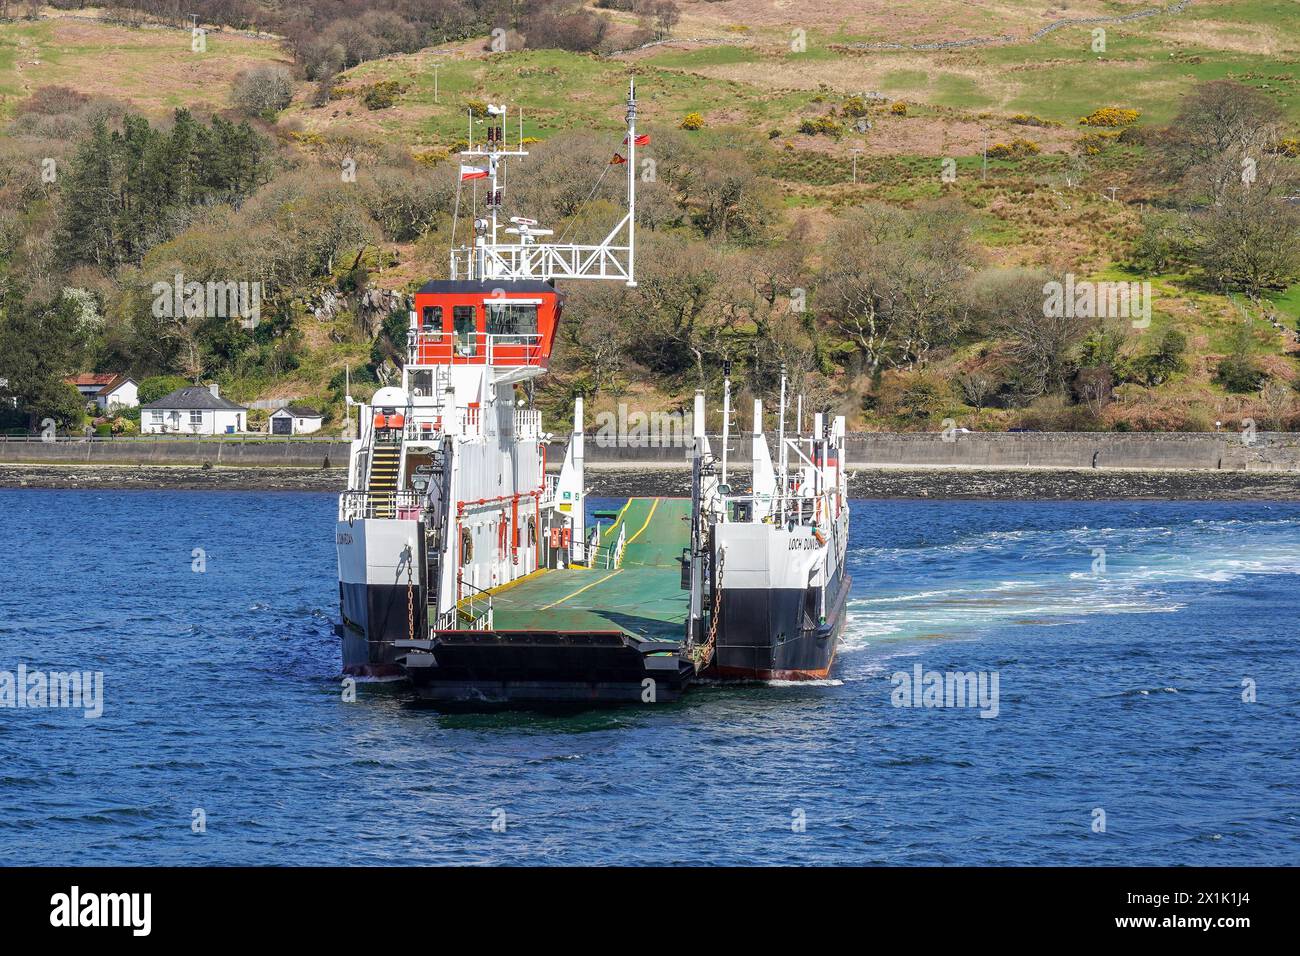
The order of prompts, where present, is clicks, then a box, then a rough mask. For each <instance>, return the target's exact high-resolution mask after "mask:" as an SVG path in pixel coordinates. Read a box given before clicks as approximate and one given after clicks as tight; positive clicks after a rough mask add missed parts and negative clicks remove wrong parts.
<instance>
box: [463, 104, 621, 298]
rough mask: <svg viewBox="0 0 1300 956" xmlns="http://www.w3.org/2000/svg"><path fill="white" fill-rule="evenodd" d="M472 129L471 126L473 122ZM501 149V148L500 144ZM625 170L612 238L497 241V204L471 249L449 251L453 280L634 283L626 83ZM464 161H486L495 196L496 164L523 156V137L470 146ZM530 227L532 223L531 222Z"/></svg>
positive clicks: (478, 233)
mask: <svg viewBox="0 0 1300 956" xmlns="http://www.w3.org/2000/svg"><path fill="white" fill-rule="evenodd" d="M491 109H493V114H494V116H500V117H502V127H504V114H506V108H504V107H493V108H491ZM471 129H472V122H471ZM499 146H502V147H503V146H504V144H503V143H500V144H499ZM627 153H628V157H627V166H628V212H627V215H625V216H624V217H623V219H621V220H619V224H617V225H616V226H614V229H611V230H610V234H608V235H606V237H604V239H602V241H601V242H599V243H595V245H578V243H551V242H537V241H536V237H539V235H547V234H549V230H528V232H526V233H525V230H524V229H511V230H507V232H511V233H516V234H519V237H520V239H523V241H521V242H515V243H499V242H497V232H498V222H497V206H495V204H494V206H493V209H491V217H490V219H486V220H480V221H478V224H476V230H477V235H476V238H474V243H473V246H461V247H459V248H454V250H451V278H452V280H461V278H468V280H480V281H491V280H502V281H511V280H539V281H550V280H560V278H606V280H608V278H620V280H623V281H624V284H625V285H628V286H629V287H634V286H636V284H637V281H636V259H634V256H636V209H637V177H636V156H637V99H636V81H632V82H630V83H629V85H628V114H627ZM460 155H461V156H463V157H467V159H474V157H477V159H482V157H486V159H487V169H486V170H485V172H486V173H487V178H489V179H490V186H489V189H490V190H491V195H493V196H494V198H495V196H498V195H499V190H498V165H499V163H498V161H499V160H502V159H504V157H507V156H510V157H516V156H526V155H528V153H526V151H524V148H523V133H521V134H520V148H519V150H504V148H497V150H493V148H482V147H478V148H474V147H473V146H471V147H469V148H467V150H464V151H461V153H460ZM529 225H533V224H529Z"/></svg>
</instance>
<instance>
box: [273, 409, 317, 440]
mask: <svg viewBox="0 0 1300 956" xmlns="http://www.w3.org/2000/svg"><path fill="white" fill-rule="evenodd" d="M324 421H325V418H324V416H322V415H321V414H320V412H318V411H316V410H315V408H307V407H305V406H302V405H286V406H285V407H283V408H277V410H276V411H273V412H272V414H270V433H272V434H311V433H312V432H318V431H321V425H322V424H324Z"/></svg>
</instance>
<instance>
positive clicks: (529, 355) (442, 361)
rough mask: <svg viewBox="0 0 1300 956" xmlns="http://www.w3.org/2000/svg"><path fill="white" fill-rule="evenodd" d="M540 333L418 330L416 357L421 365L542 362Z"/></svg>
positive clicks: (415, 334) (415, 354)
mask: <svg viewBox="0 0 1300 956" xmlns="http://www.w3.org/2000/svg"><path fill="white" fill-rule="evenodd" d="M543 345H545V342H543V339H542V337H541V336H538V334H512V333H487V332H468V333H460V332H417V333H415V347H413V350H412V352H413V355H412V360H413V363H415V364H419V365H539V364H542V349H543Z"/></svg>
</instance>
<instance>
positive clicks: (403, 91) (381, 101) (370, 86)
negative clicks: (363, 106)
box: [361, 79, 411, 109]
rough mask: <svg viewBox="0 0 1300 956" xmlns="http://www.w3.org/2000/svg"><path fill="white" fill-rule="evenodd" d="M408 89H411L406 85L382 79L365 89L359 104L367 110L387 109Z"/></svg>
mask: <svg viewBox="0 0 1300 956" xmlns="http://www.w3.org/2000/svg"><path fill="white" fill-rule="evenodd" d="M408 88H411V87H409V85H407V83H399V82H398V81H395V79H382V81H380V82H378V83H373V85H372V86H370V87H369V88H367V91H365V94H364V95H363V96H361V103H364V104H365V108H367V109H387V108H389V107H391V105H393V104H394V103H396V101H398V96H400V95H402V94H404V92H406V91H407V90H408Z"/></svg>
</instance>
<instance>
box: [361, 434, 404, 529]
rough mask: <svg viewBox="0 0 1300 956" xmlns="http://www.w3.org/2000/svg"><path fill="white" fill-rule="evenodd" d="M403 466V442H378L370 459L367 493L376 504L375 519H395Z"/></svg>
mask: <svg viewBox="0 0 1300 956" xmlns="http://www.w3.org/2000/svg"><path fill="white" fill-rule="evenodd" d="M400 466H402V442H382V444H381V442H376V444H374V454H373V455H372V457H370V477H369V481H368V483H367V492H368V493H369V494H370V499H372V501H373V502H374V518H393V515H394V503H395V499H396V493H398V470H399V468H400Z"/></svg>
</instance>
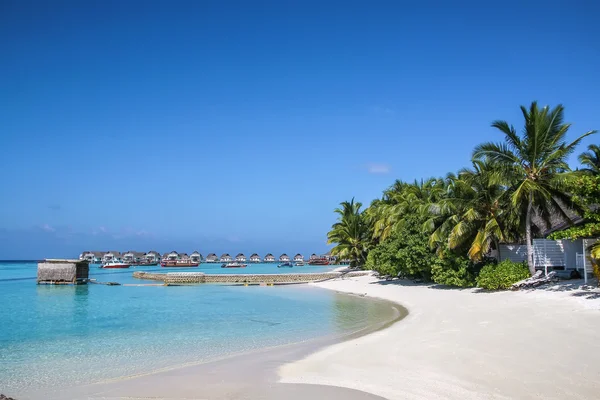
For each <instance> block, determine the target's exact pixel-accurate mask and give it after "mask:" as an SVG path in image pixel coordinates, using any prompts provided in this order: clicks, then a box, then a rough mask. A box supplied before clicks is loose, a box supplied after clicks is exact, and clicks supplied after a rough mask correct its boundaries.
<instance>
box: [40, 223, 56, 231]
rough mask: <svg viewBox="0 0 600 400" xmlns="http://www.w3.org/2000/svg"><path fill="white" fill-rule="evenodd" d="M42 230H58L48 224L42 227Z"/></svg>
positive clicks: (49, 230) (52, 230)
mask: <svg viewBox="0 0 600 400" xmlns="http://www.w3.org/2000/svg"><path fill="white" fill-rule="evenodd" d="M41 228H42V230H43V231H45V232H56V229H54V228H53V227H51V226H50V225H48V224H44V225H42V226H41Z"/></svg>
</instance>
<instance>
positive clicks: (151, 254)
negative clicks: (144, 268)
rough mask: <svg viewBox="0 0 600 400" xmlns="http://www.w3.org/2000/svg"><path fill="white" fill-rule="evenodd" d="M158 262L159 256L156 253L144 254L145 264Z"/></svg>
mask: <svg viewBox="0 0 600 400" xmlns="http://www.w3.org/2000/svg"><path fill="white" fill-rule="evenodd" d="M159 260H160V254H159V252H158V251H154V250H151V251H149V252H147V253H146V261H147V262H158V261H159Z"/></svg>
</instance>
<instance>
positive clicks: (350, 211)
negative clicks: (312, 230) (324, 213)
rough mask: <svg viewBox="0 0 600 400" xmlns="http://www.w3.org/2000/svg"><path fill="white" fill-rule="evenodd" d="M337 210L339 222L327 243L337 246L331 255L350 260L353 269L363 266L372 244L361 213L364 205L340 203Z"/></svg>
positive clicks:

> _What is needed_
Send back exactly the lines of the listing above starting at the one with "positive clicks: (403, 91)" and ending at the one with "box: [361, 434, 404, 529]", inclusive, and no others.

> _Output for this exercise_
positive clicks: (403, 91) (381, 101) (370, 86)
negative clicks: (363, 106)
box: [361, 79, 411, 109]
rough mask: <svg viewBox="0 0 1300 956" xmlns="http://www.w3.org/2000/svg"><path fill="white" fill-rule="evenodd" d="M408 89H411L406 85L382 79L365 89L359 104L367 110L387 109Z"/></svg>
mask: <svg viewBox="0 0 1300 956" xmlns="http://www.w3.org/2000/svg"><path fill="white" fill-rule="evenodd" d="M408 88H411V87H409V85H407V83H399V82H398V81H395V79H382V81H380V82H378V83H373V85H372V86H370V87H369V88H367V91H365V94H364V95H363V96H361V103H364V104H365V108H367V109H387V108H389V107H391V105H393V104H394V103H396V101H398V96H400V95H402V94H404V92H406V91H407V90H408Z"/></svg>
</instance>
<instance>
box: [361, 434, 404, 529]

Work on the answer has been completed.